> [Direction]:
Please count the lines in the items below that contain the string "banner". Reply with the number alone.

> [Dataset entries]:
- - -
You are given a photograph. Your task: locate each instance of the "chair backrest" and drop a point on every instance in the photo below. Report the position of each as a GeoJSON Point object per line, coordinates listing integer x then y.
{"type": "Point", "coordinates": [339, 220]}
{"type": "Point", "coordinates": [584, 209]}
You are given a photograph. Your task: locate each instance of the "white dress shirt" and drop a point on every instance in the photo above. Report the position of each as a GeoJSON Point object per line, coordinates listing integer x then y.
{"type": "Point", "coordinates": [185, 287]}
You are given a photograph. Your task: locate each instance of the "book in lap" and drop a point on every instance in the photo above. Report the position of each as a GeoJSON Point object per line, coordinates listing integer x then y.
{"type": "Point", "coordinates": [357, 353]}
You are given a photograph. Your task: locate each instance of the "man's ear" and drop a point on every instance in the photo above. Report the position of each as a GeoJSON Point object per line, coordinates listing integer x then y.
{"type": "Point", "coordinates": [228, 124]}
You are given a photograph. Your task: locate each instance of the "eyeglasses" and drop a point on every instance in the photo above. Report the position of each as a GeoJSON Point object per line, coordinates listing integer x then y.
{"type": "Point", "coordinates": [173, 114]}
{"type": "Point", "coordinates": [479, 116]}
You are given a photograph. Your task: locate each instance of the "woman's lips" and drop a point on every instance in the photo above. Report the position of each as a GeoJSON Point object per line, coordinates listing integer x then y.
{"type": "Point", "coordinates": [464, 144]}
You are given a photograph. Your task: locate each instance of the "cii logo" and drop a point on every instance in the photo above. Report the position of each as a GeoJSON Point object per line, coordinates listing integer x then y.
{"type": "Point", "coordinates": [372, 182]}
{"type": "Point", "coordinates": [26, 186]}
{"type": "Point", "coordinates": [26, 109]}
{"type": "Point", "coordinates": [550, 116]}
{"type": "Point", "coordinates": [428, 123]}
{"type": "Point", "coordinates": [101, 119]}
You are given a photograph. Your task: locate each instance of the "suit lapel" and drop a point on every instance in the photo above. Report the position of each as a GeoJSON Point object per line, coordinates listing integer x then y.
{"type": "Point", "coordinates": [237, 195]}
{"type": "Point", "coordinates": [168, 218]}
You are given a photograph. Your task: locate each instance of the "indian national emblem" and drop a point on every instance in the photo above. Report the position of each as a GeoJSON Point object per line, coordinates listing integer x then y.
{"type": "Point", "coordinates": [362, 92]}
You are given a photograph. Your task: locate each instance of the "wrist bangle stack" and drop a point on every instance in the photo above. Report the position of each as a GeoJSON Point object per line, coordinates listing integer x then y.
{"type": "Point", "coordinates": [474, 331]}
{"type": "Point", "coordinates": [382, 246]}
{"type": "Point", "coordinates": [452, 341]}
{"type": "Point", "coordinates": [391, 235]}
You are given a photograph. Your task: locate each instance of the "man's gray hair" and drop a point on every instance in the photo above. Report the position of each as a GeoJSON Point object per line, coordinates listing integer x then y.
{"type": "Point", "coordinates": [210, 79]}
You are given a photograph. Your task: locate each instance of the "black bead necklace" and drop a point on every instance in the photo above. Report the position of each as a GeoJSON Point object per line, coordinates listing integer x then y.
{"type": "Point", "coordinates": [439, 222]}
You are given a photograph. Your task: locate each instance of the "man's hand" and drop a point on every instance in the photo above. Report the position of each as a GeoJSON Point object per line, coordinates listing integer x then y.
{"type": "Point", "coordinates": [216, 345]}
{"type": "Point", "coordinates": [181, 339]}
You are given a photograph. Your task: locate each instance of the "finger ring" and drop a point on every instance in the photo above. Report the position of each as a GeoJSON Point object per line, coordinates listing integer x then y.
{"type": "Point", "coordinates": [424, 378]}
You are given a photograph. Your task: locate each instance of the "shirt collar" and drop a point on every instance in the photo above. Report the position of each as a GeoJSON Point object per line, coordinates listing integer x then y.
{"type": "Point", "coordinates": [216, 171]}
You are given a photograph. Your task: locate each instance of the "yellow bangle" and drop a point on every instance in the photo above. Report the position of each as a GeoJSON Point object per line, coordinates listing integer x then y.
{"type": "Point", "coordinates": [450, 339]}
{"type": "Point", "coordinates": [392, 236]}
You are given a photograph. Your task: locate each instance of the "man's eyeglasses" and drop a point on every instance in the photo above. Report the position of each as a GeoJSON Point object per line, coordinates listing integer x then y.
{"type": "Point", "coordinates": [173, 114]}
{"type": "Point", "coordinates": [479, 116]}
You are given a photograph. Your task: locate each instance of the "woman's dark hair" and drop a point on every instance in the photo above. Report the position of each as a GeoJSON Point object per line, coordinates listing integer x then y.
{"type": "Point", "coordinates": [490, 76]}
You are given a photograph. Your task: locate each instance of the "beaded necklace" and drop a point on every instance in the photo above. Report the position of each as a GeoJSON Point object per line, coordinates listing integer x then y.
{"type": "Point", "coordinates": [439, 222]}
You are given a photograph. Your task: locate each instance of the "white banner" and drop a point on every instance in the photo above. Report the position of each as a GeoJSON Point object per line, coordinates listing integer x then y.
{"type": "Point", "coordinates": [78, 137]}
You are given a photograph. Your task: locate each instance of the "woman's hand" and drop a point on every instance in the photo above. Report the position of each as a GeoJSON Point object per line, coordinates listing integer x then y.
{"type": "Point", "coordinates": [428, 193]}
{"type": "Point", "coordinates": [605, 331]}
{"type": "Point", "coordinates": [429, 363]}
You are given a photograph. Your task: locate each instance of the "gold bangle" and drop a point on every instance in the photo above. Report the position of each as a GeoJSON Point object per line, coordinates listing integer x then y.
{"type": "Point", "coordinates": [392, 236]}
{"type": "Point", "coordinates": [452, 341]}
- - -
> [Written solution]:
1